Input section start

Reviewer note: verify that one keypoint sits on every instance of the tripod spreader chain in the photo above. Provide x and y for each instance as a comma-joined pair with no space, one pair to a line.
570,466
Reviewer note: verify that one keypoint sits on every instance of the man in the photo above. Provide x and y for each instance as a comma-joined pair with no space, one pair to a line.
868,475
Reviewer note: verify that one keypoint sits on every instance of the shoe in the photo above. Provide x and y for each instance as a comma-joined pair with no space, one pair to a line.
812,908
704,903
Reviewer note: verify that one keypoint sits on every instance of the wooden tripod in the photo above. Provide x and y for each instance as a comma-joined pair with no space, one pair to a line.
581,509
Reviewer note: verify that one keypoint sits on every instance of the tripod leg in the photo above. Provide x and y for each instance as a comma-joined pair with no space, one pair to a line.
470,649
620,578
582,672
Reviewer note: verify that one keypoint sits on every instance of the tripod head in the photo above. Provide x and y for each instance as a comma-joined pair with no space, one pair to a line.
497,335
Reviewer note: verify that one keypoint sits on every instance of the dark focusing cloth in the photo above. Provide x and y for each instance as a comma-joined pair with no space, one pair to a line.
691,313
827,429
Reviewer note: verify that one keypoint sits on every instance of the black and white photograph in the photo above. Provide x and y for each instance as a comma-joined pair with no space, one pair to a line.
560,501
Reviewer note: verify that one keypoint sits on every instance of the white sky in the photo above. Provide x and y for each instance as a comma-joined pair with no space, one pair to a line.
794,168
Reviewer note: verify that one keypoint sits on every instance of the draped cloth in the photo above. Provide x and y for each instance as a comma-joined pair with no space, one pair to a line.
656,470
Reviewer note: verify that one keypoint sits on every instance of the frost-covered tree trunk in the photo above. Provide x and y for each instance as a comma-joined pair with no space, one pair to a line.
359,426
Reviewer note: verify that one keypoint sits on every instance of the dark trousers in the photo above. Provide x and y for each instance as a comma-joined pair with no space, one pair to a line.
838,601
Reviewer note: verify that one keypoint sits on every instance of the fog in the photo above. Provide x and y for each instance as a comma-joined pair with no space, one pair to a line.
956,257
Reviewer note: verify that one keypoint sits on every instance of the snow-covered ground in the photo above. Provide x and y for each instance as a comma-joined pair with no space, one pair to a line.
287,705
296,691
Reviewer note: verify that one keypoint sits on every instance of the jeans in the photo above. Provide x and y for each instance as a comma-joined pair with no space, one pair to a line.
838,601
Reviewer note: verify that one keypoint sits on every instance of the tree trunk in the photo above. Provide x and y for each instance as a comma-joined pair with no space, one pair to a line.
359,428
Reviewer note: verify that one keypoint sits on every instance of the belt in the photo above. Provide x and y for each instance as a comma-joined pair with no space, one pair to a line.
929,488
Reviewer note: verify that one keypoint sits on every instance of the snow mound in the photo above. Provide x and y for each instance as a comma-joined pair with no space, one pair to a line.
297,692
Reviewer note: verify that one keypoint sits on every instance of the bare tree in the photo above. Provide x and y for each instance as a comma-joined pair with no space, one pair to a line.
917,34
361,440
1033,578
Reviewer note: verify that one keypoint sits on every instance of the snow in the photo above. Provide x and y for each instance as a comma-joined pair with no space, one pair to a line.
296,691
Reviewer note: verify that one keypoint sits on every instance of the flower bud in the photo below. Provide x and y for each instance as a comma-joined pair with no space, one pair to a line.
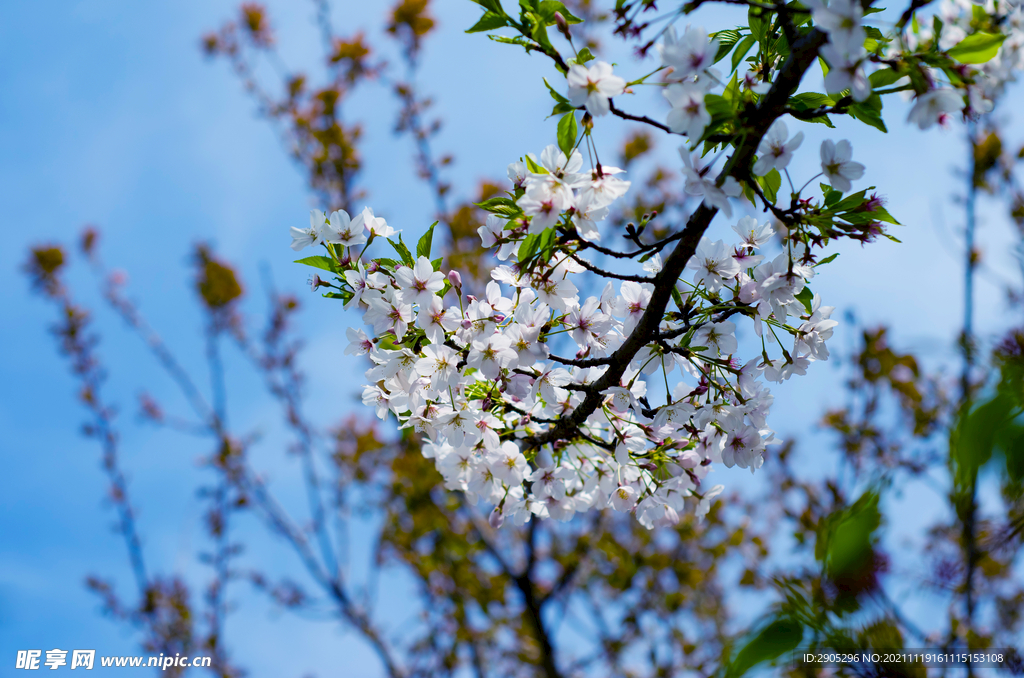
496,518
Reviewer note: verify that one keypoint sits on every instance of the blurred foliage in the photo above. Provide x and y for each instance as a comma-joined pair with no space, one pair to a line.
809,558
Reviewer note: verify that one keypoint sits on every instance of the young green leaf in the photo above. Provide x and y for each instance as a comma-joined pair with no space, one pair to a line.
399,247
567,133
325,263
488,22
977,48
423,247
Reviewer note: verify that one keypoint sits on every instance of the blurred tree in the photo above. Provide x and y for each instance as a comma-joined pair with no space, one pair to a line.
598,595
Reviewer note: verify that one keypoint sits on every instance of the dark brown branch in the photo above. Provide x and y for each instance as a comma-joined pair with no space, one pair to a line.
753,126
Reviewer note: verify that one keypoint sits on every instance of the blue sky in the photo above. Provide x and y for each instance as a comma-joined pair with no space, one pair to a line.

Input section end

* [Work instruction]: Please output every entry exactly as written, apart from the pictures.

* [Exercise solution]:
Reviewer note: verify that one keypoint sits on every instance of the tripod spreader chain in the photo above. Provide x and y for each instance as a comma-joined pair with no space, one pair to a line.
570,466
Reviewer note: verify that one keypoint sits on every instance of the man in the photo above. Provide x and y for each instance as a comma-joined pair with no space, one pair to a line.
868,475
Reviewer note: verify that one keypoint sits on every instance of the shoe in the photo above. Provide x and y for each instance as a comma-joined pair with no space, one pair to a line.
812,908
704,903
Reviewer note: verify that one keypoint sits on every instance of the wooden tripod in the photo above. Provide x and y for each instance as a comma-joined pair with no space, one pair to a line.
581,509
Reviewer note: verify that one keypoint sits on every instance of the tripod leg in the photo above. Provide x and y for each instance as a comma-joined pair with no space, one pair to a line.
470,649
620,578
582,672
Reviewer note: verify that one keypoint sits on every instance of the tripod head in the photo above. Provide x and y for each instance as a comma-joined pair with no space, one pair to a line.
497,335
Reviewer note: verify that one keypoint sits on every instance of the dark focusing cloth in the photo above. Provide x and y for each instance as a comma-joined pair with no space, one pair to a line.
691,313
827,429
Reviewer note: verify that one keypoint sits on every instance of the black and white photograph in the photo above. Provide x and y for each instance as a comma-joined pair with no space, one pair to a line.
560,501
Reviewer note: verify that one keypoint sits on every instance of the white sky in the photo above. Provide x and y for each instance as a comma-joined pair with no space, one pair to a line.
794,168
Reviewer note: verify that one keypoint sits on every instance of the draped cloth in the photo above. Provide x and y for each instance as a comma-joined pair with no space, one pair to a line.
656,470
Reviewer note: verify that one keypoint sits on every instance of the frost-covered tree trunk in the photo above. Provide x and y for each instance as a comma-joined pair with no space, one pair to a line.
359,426
Reviewer note: verify that one keypoint sits on every instance of the dark trousers in the photo above. Provide x and y for each instance as a comma-joined pair with no space, one pair to a line.
838,601
Reviewer note: verify that one keypoint sits on every instance of the fog in the photo above. Provide x and y for each instance as a comma-joined pair with no space, one pair to a line.
956,257
Reviewer note: verify that one keypoint sits on every instance of the snow-covered ground in the photo above. Provide x and y for each instance as a comma-joined pair with no space, one pair to a line.
287,705
296,691
Reviewer note: verify that one keypoint sits on every instance of the jeans in the photo above. Provide x and y for each instance as a comma-joined pair with no space, one pair to a line.
838,601
Reviewer note: verify that one keypoint sits on every instance of the tree trunk in the photo above. Provide x and y for each instance as a comma-joined pair with no space, one pair to a line.
359,428
Reviewer note: verify that one keypoint sits on every instance of the belt in the photo above. Provide x and y for each instance as a comma-joined pair with no space, one pair to a line.
929,488
Reviewer note: verify that one keypoint sits on every instance of the snow mound in the photo above. Provide x and y for each instance as a comma-joined pair with no space, one pair to a line.
297,692
Reviewer note: verify that one keypoint sits on every instance of the bare tree in the photo above. Provide x and y for each instance as a comma-joined pair with no space, one pair to a line.
917,34
361,440
1033,578
Reviewer note: verify that one keypoint sits on every instance of the snow in the photo above. Provide x and y for each instance as a comma-joined pair with no space, one pair to a line.
296,691
Reviewer note: verify that one keypoint sits on every instance of the flower bud in the photo below. Provide x and y for each instance as a comma-joined pair with no space, one pair to a line.
496,518
Reviewer note: verify that one keypoint sits on every instance of the blurred foliage in the photo above. Provide x and y for each instance as a comma-joined pair with no space, one pair to a line.
809,558
Reviewer note: verify that one keypoint sits on every instance of the young green leaf in the photo above. Provide x and y for each instance as a comma-joined pair with no space, one pair to a line.
399,247
567,133
325,263
488,22
977,48
423,247
Reviewer note: verify that one keypoint sits on every instance of the blurred tree in the photo above. Provide x and y for each instance as a comma-joined pair with no space, one pair to a line.
598,595
Reviewer note: verify that one keypoint sits on every instance of the dark brown branch in the photo above. Provide x and y for each instance as a comma-joined pair with no space, one pair to a line.
753,126
Reviewer note: verify that one keypoint sits on every instance of the blue sky in the photo above. Provide x and y for each instance as a comma-joined pair with no space, one pair to a line.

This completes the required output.